▶ What you will do: In the entries that follow, which lines hold the string "truck"? List them.

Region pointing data
---+---

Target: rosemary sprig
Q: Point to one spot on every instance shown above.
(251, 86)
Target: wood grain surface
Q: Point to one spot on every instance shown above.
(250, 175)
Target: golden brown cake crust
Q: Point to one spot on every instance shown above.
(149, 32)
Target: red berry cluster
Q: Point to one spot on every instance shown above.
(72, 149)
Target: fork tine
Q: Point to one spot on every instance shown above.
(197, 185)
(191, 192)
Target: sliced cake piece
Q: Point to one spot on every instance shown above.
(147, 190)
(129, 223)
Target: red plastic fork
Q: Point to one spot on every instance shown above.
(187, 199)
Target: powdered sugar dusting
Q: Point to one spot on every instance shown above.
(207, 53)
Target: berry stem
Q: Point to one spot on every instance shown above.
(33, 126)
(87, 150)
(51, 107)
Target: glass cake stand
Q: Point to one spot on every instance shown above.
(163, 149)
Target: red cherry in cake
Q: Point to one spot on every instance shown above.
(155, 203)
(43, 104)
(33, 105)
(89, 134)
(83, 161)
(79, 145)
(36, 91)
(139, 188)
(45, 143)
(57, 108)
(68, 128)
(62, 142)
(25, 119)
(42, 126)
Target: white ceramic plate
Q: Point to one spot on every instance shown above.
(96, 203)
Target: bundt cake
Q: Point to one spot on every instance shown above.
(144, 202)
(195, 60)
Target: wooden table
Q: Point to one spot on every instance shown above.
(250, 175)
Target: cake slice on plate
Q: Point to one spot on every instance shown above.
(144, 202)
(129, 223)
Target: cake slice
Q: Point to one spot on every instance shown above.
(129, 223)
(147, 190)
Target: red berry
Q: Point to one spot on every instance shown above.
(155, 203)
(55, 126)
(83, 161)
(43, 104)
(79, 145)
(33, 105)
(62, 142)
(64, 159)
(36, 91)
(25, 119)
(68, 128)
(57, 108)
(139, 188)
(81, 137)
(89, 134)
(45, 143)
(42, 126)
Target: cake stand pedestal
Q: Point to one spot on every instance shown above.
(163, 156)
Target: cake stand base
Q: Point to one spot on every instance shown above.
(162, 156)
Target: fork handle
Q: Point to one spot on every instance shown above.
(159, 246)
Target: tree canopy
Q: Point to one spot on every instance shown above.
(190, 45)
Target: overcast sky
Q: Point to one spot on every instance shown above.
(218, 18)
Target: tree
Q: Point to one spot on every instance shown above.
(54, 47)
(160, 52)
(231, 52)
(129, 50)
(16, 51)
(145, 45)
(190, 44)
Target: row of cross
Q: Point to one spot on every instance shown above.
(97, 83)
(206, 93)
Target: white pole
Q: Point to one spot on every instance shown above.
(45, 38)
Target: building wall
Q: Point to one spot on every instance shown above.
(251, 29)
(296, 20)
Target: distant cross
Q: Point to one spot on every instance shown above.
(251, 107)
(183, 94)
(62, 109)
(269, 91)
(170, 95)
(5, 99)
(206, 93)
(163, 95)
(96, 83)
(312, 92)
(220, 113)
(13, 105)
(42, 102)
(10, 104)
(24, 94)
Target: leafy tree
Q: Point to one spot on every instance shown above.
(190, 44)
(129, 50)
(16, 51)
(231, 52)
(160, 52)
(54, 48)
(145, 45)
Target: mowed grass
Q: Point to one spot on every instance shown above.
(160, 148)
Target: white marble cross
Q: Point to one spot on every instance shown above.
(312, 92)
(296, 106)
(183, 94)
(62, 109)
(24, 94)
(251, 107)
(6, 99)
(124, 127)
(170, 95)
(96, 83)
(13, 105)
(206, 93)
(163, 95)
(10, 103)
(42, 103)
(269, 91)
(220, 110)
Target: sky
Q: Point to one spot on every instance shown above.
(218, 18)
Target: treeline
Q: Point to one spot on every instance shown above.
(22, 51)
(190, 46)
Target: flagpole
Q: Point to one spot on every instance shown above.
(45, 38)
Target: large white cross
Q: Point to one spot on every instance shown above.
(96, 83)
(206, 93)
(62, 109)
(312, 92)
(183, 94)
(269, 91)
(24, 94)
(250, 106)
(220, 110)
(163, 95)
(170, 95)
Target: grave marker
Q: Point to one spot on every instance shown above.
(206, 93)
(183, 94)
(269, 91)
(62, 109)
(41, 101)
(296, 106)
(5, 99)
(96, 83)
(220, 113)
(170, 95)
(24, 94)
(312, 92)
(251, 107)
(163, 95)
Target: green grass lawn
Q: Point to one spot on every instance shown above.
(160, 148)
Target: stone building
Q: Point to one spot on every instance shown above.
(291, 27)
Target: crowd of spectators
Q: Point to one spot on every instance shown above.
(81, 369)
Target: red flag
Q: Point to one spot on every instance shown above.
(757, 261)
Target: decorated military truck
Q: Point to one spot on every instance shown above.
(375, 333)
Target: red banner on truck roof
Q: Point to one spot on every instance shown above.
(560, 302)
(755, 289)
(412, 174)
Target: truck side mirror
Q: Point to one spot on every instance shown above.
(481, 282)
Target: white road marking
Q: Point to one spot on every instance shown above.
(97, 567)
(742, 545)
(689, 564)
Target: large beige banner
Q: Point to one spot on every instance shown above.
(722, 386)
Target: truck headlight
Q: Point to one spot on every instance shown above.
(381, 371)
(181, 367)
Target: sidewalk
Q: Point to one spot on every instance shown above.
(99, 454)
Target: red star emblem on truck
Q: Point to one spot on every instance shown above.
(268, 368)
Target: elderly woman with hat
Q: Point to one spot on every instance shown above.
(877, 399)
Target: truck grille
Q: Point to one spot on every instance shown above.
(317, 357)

---+---

▶ Answer to this exercise:
Target: decorated military truck
Target: red banner on truck roof
Target: truck side mirror
Target: truck headlight
Target: red star emblem on truck
Target: truck grille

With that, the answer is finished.